## start

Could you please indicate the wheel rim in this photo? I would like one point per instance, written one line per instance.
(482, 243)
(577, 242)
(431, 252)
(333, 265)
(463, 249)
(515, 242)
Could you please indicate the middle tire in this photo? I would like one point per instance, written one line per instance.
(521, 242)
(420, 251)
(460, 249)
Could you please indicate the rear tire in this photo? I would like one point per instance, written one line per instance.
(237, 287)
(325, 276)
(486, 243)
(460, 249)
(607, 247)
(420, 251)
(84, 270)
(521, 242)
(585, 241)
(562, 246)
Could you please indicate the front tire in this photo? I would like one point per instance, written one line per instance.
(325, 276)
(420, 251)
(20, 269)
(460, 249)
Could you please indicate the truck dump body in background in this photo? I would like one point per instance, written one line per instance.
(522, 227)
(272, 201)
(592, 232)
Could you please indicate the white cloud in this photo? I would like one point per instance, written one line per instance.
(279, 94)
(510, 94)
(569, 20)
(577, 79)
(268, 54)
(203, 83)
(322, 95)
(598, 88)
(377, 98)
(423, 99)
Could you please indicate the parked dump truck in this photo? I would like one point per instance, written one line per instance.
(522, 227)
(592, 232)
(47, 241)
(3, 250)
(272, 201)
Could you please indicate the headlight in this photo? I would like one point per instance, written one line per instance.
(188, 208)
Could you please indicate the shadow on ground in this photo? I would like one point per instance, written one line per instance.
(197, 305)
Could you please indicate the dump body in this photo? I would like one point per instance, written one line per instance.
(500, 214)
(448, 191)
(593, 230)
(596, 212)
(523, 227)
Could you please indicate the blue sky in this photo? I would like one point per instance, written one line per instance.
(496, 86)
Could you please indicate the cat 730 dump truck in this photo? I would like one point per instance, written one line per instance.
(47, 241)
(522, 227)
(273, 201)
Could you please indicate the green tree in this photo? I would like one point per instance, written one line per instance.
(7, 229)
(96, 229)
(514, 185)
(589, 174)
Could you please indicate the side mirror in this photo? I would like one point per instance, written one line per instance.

## end

• **SET PROBLEM**:
Set down the material above again, word for word.

• **SOLUTION FOR THIS TASK**:
Could you please indicate the wheel rim in this photo? I would like one point per instance, written one line per instance.
(482, 243)
(577, 242)
(431, 252)
(333, 265)
(463, 249)
(515, 242)
Could you please indicate the middle tire in this photo? I would like one point per instance, written one line per instance.
(521, 242)
(420, 251)
(460, 249)
Could you please indicate the rear tire in this photo? I would like one point per instance, written one line per instance.
(237, 287)
(325, 276)
(486, 243)
(460, 249)
(607, 247)
(420, 251)
(84, 270)
(521, 242)
(585, 241)
(562, 246)
Could you please indicate the front tire in this photo? I would like one point per instance, written one line per instance.
(325, 276)
(420, 251)
(20, 269)
(460, 249)
Could you please indicate the truck dump body in background in this photo? I would like one point per instance, written one line per instance.
(522, 227)
(272, 201)
(592, 232)
Could you please indicate the white cloud in this photo? I would like one point per instance, written one line per instance.
(279, 94)
(510, 94)
(569, 20)
(577, 79)
(268, 54)
(203, 83)
(322, 95)
(598, 88)
(377, 98)
(423, 99)
Could you please indicate the parked dump truck in this photo? I would like one point per instance, written one line per instance.
(522, 227)
(592, 232)
(47, 241)
(3, 250)
(272, 201)
Could you please indicate the headlight in this photo? I would like one point per instance, written one line per instance.
(188, 208)
Could you please indicate the shadow on ground in this photo? I would like one point per instance, written one line per instance.
(197, 305)
Could you please indicate the dump body in this photo? I would like one point per instance, written one line per instance.
(500, 214)
(448, 191)
(593, 230)
(596, 212)
(523, 227)
Could you please indicate the blue sky in this photo? I would like one point per instance, written one line per instance.
(496, 86)
Could you please indicate the cat 730 dump truck in this photo? I would like one point per instance, written one line per instance.
(47, 241)
(522, 227)
(273, 201)
Could you please indicate the green tree in this photo? I would like one point per instance, written one line per instance.
(7, 229)
(96, 229)
(514, 185)
(589, 174)
Could you please indicate the side mirror in this photo? I would like one point per instance, written one line per instance.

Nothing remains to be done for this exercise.